Given data: Begin

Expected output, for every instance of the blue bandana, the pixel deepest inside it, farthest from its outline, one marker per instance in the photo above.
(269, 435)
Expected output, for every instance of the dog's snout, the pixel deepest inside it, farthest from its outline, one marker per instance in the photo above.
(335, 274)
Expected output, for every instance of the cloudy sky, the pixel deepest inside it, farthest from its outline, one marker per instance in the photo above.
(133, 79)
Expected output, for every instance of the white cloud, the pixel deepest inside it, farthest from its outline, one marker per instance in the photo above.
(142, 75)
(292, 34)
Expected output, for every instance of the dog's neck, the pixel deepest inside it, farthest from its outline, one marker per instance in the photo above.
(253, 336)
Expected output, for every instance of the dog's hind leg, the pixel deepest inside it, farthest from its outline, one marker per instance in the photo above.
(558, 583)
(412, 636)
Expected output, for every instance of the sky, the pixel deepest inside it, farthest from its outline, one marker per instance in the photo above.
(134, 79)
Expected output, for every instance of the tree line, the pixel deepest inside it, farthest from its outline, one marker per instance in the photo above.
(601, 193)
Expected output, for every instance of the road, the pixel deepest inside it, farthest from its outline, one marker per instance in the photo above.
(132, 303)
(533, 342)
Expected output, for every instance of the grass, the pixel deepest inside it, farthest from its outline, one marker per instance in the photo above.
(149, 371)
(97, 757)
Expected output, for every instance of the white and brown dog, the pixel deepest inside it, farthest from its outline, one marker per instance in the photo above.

Given data: End

Exercise:
Nothing from before the line containing "Expected output, for every instance of the dog's hind" should appear; copy that line and each one after it through the last line of the entries, exactly.

Solution for this exercise:
Expected output, for every instance of the dog's hind leg, the pixel deepest inside it, farthest from its outline, one marker per instance in the photo above.
(558, 583)
(412, 636)
Expected output, for every instance of the sky, the pixel deepest inside it, farthest from its outline, one marker per instance in the photo above.
(134, 79)
Expected output, for every instance of the tree line, the pixel deepest inside it, farthest from its outline, one marker per instance in the photo above.
(601, 193)
Expected output, for every instance of the road, the pixel deepest inside it, farthest from its outline, one marker per instance in the photo above.
(132, 303)
(533, 342)
Expected output, for every instance of the grass, the pixel deepest inside it, farthest from its outline, one marker per instance in the photo above.
(149, 371)
(97, 757)
Expected output, for every instance of the white and brown dog, the pixel deepest inside it, farthest from its outline, one marker per instance in the photo above.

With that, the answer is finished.